_Problem to work on_
The lines to extract run from the first line of the entries through the line that contains "Target = white window frame"; reproduce exactly those lines and no others.

_Records provided_

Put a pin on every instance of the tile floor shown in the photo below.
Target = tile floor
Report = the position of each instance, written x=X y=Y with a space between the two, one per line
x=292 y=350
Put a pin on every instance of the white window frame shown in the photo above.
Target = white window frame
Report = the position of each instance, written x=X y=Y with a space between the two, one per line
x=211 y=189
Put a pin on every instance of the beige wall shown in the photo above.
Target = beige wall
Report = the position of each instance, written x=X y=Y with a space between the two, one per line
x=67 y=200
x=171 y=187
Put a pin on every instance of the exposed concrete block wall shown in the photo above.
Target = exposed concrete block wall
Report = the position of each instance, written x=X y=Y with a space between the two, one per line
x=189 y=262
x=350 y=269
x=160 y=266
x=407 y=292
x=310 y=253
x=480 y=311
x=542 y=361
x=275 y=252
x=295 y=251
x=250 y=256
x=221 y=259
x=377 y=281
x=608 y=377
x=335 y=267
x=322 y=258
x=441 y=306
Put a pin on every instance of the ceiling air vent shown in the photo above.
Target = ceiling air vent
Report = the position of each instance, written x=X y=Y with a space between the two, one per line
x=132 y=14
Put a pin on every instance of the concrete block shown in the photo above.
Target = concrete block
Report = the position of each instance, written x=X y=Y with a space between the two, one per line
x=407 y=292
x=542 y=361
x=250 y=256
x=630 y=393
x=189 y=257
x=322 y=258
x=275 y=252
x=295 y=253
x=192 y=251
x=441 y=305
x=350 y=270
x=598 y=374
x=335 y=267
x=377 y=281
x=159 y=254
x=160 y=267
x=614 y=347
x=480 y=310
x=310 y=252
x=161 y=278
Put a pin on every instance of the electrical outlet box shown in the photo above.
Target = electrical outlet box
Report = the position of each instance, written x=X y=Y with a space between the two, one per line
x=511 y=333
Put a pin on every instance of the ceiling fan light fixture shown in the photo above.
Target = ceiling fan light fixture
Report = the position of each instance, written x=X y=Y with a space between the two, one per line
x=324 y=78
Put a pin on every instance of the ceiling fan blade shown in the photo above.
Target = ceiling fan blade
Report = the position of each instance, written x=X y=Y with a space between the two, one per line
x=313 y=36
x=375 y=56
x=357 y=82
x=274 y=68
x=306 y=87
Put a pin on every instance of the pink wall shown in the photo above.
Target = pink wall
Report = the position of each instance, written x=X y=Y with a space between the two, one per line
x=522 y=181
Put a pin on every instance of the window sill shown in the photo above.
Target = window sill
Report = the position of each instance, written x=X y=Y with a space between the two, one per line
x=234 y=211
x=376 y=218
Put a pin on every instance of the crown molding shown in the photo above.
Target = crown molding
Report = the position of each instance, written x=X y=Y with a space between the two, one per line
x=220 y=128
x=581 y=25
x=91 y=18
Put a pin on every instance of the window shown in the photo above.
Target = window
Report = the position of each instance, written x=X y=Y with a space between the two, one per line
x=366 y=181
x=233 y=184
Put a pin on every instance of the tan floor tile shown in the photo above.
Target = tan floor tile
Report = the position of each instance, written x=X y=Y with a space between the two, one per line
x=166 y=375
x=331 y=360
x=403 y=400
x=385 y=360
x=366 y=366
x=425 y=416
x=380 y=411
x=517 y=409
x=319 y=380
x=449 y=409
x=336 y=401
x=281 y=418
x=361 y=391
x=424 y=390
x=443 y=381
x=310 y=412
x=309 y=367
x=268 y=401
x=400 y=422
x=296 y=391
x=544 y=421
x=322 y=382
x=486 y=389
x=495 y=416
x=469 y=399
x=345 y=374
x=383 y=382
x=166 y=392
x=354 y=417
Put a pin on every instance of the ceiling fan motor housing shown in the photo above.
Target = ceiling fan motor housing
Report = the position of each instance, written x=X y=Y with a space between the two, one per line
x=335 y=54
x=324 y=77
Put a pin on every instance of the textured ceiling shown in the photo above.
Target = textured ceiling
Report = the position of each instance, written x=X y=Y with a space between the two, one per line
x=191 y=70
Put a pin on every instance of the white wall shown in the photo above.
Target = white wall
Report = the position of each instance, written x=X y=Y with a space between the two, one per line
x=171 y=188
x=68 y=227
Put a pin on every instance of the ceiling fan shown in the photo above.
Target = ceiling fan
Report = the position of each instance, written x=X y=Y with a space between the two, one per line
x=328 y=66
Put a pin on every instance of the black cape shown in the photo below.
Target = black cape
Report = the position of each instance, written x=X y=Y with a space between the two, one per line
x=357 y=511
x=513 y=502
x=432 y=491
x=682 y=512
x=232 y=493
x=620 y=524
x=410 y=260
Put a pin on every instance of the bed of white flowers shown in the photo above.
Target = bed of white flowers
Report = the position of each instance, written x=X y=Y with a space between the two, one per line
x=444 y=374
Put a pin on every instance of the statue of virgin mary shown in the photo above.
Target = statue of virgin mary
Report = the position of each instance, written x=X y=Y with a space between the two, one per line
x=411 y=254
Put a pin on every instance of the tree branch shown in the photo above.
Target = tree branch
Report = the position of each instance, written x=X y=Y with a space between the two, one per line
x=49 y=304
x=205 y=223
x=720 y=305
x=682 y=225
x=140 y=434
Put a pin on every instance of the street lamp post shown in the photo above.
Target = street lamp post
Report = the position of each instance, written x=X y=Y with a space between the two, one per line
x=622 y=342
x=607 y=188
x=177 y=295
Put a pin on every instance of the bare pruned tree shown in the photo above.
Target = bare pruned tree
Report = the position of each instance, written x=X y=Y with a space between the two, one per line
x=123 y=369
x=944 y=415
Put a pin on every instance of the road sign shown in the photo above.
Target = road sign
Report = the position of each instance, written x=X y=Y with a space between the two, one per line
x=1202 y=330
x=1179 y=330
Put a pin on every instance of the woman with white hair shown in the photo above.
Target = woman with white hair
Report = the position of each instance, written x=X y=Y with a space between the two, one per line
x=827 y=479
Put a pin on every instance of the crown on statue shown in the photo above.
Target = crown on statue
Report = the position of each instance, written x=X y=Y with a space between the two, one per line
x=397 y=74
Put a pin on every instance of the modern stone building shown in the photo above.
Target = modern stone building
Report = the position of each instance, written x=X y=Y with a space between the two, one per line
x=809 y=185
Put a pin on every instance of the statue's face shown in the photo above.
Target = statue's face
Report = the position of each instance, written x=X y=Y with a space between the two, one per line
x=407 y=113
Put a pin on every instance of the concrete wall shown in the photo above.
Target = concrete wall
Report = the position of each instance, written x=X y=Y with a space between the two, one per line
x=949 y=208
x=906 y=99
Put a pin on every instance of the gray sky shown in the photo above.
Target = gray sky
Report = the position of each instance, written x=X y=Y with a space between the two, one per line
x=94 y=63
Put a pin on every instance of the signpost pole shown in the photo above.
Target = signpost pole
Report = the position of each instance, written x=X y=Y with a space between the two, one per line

_Solution to the exercise_
Put a pin on every instance of the tile floor shown in the photo below.
Target = tile floor
Report = the position of each instance, written x=X y=Y with a space between the two, one per line
x=292 y=350
Put a pin on every instance of the white window frame shown in the photo above.
Target = white window frame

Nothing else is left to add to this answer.